Written task A. In the SIGWAC mailing-list post about BootCaT, how much more does Sketch Engine now pay for Bing queries than it used to?
Written task B. List every search engine or search service named in the SIGWAC mailing-list post about BootCaT.
Written task C. Retype the part of the SIGWAC mailing-list post about BootCaT starting at "Current BootCaT is" and ending at "and speed etc.".

Document passage.
---

[Sigwac] Call for discussion: The SIGWAC crisis (instead, of an announcement of WAC-XI)

Tue Aug 1 10:26:31 CEST 2017

Dear Silvia,

thanks for raising the issue of BootCaT, some notes to that

1) in Sketch Engine, Bing-based BootCaT (paid by us) is still free even for
trial users. The pricing model of Bing was quite modest until the beginning
of this year, when Microsoft changed their pricing plan, so now we pay for
Bing queries about 10 times more than we used to, it still increases and I
wonder where it will all end.

2) we tried to switch to Google, but their policy is so strict that even
with paying (a lot's of) there is still a very low hard upper bound on the
number of queries, so Google search is basically out of the game

While I business-wise understand both the Google policy (they do not want
sb else to make what they do) and M$ pricing (the service was underpriced
for years), you are definitely right that the current situation does not
look very stable.
Current BootCaT is basically a hostage of Bing, which might just pull the
plug at any point.
While there are some other services, I'm not aware of any providing the
same kind of API and quality and speed etc.

An alternative to online-BootCaT might be something like offline-BootCaT
where people build subcorpora from an existing large web corpus already
crawled (yes this is already possible at the moment to some extent).
But for that, we need to work on improving the crawling (which gets harder
and harder as the web gets more javascript singlepage-based) and cleaning.
Then still, one looses lots of benefits like getting up-to-date results
scored by pagerank-based techniques etc. (hm, has any one tried to
calculate some sort of a pagerank on a crawled web corpus documents?)

As for Yacy -- technologically I like that, but I'm a bit afraid at the
moment its index might be too small and therefore too biased -- this might
be a builtin issue: if a big corporation starts indexing their data with
Yacy, will it be able to skew the results?

Best
Milos

Milos Jakubicek

CEO, Lexical Computing
Brno, CZ | Brighton UK
http://www.lexicalcomputing.com
http://www.sketchengine.co.uk

On 31 July 2017 at 11:39, Silvia Bernardini <silvia.bernardini at unibo.it>
wrote:

> Dear all,
>
> apologies for this late and possibly slightly off-topic reply from the
> Forlì-Bologna group. We have been following the exchange so far, and
> believe it is in itself a very positive thing, obliging us to reflect on
> our interests (past present and future) and the time we can devote to them.
> So we are grateful to Roland in the first place for taking the initiative,
> and to everyone else for sharing their thoughts.
>
> Now for our take on the issues currently on the table. We like to think
> (or hope) that the BootCaT era is not completely over. As you will probably
> remember, what originally got many of us interested in the WaC approach was
> the idea (chimera?) of being one day able to build a linguist's search
> engine, a free alternative to Google for building corpora from the web
> and/or for conducting web-based research stirring clear form the pitfalls
> of Googleology (to use Adam's term). Crucially, from our perspective as
> translators/terminologists and translator trainers (as well as corpus
> linguists), what mattered the most were not so much the very large WaC
> corpora (however useful) but the small DIY corpora that single users could
> build for themselves. Hence BootCaT.

---

Given information.

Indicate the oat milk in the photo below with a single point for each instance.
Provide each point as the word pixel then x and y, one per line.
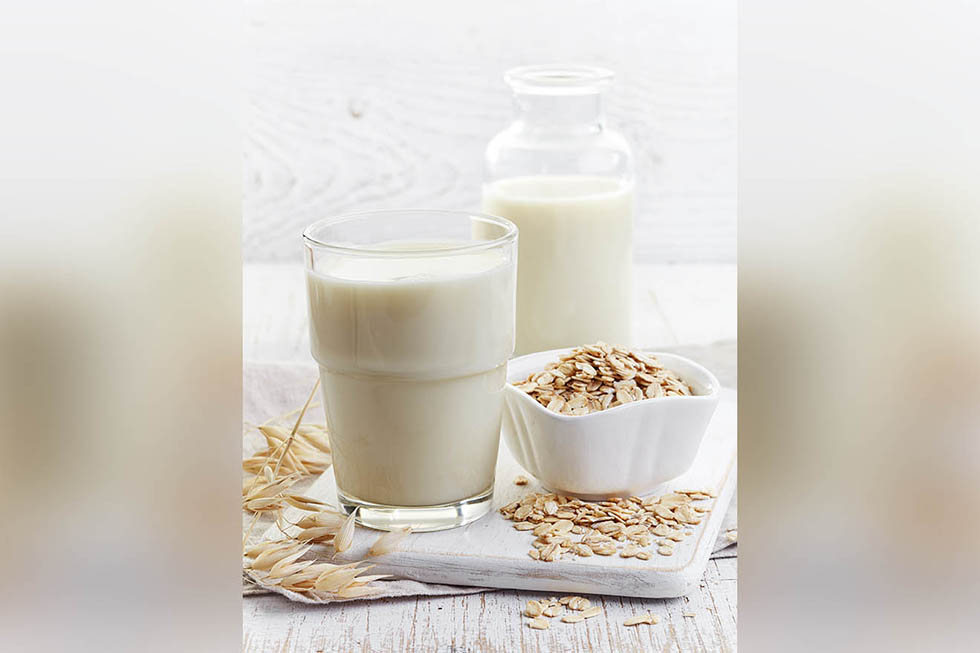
pixel 412 355
pixel 574 257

---

Final result A. About 10 times more.

Final result B. Bing, Google, Yacy

Final result C.
Current BootCaT is basically a hostage of Bing, which might just pull the
plug at any point.
While there are some other services, I'm not aware of any providing the
same kind of API and quality and speed etc.